A linha invisível que separa feminino e masculino costura a trama de Jessy, versão curta do documentário Jéssica Cristopherry, cujo nome batizava todas as personagens imaginárias da infância de Paula Lice, diretora e protagonista da trama. Atriz, dramaturga e mulher, Paula conta com o apoio das drag queens para resgatar Jéssica e realizar o desejo de ser transformista. Assim, o filme documenta a construção de Jéssica e homenageia carinhosamente a cena transformista soteropolitana. “O nome era usado por mim toda vez que eu queria brincar de ser outra pessoa, ainda na infância. Uma drag queen é uma materialização de uma figura feminina, em caráter de performance. Dar vida a mulheres gigantes, maiores que a vida, é um desejo que me liga desde muito cedo a esses homens que veem em figuras femininas diversas a inspiração de seus projetos de palco”, comenta a diretora.

Segundo ela, o filme se localiza em um terreno delicado e de muitas camadas, onde o transformismo das drag queens é, a rigor, um espaço de empoderamento da mulher, através dos homens. “Isso não isenta nem homens, nem mulheres que se relacionam com eles do machismo. Por muitas vezes os femininos buscados pelas drag queens não contribuem em nada para os debates contemporâneos sobre os engessamentos dos modelos e padrões de beleza, por exemplo, com os quais mulheres e mulheres trans feministas estão em constante trabalho de luta e ressignificação. Há muitas drags apostando em diferentes modelos de mulher, o que só colore e diversifica as possibilidades de livre expressão do humano. O filme propõe o cruzamento de cinco tipos, bastante diversas entre si, com uma mulher que precisa criar um sétimo corpo, um corpo coletivo, uma mulher que materialize o cruzamento dessas ideias todas, sobre feminino e sobre mulher”, enfatiza.

────────────────────

== DETALHES DA TAREFA ==
Imprima na íntegra o trecho sobre o documentário Jessy, sem alterar nenhuma palavra. A listagem provém de outra fonte.

────────────────────

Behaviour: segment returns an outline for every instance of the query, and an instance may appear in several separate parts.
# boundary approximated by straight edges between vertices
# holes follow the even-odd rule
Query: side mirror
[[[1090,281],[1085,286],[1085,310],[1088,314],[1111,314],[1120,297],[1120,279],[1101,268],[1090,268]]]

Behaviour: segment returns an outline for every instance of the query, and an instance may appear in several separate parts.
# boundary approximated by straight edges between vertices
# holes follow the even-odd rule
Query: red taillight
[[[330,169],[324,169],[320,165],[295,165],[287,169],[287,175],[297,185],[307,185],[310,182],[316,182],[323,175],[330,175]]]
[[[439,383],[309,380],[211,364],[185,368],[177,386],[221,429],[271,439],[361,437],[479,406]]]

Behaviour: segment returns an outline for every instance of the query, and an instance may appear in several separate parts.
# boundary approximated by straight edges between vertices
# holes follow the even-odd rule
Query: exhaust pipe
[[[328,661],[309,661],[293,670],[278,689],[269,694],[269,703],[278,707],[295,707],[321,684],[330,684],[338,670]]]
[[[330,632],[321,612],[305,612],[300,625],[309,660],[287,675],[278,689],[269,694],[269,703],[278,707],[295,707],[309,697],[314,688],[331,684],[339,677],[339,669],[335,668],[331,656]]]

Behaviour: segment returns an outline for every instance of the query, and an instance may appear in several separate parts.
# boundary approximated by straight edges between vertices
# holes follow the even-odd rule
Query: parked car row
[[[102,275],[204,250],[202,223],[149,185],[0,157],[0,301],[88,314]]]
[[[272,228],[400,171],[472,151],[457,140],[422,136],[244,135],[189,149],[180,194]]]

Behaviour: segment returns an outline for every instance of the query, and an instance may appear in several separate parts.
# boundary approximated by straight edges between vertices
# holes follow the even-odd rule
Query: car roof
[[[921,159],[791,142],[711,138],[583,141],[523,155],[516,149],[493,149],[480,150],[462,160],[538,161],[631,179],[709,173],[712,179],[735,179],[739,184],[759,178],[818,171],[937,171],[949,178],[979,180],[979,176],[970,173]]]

────────────────────

== RESPOSTA À TAREFA ==
A linha invisível que separa feminino e masculino costura a trama de Jessy, versão curta do documentário Jéssica Cristopherry, cujo nome batizava todas as personagens imaginárias da infância de Paula Lice, diretora e protagonista da trama. Atriz, dramaturga e mulher, Paula conta com o apoio das drag queens para resgatar Jéssica e realizar o desejo de ser transformista. Assim, o filme documenta a construção de Jéssica e homenageia carinhosamente a cena transformista soteropolitana. “O nome era usado por mim toda vez que eu queria brincar de ser outra pessoa, ainda na infância. Uma drag queen é uma materialização de uma figura feminina, em caráter de performance. Dar vida a mulheres gigantes, maiores que a vida, é um desejo que me liga desde muito cedo a esses homens que veem em figuras femininas diversas a inspiração de seus projetos de palco”, comenta a diretora.

Segundo ela, o filme se localiza em um terreno delicado e de muitas camadas, onde o transformismo das drag queens é, a rigor, um espaço de empoderamento da mulher, através dos homens. “Isso não isenta nem homens, nem mulheres que se relacionam com eles do machismo. Por muitas vezes os femininos buscados pelas drag queens não contribuem em nada para os debates contemporâneos sobre os engessamentos dos modelos e padrões de beleza, por exemplo, com os quais mulheres e mulheres trans feministas estão em constante trabalho de luta e ressignificação. Há muitas drags apostando em diferentes modelos de mulher, o que só colore e diversifica as possibilidades de livre expressão do humano. O filme propõe o cruzamento de cinco tipos, bastante diversas entre si, com uma mulher que precisa criar um sétimo corpo, um corpo coletivo, uma mulher que materialize o cruzamento dessas ideias todas, sobre feminino e sobre mulher”, enfatiza.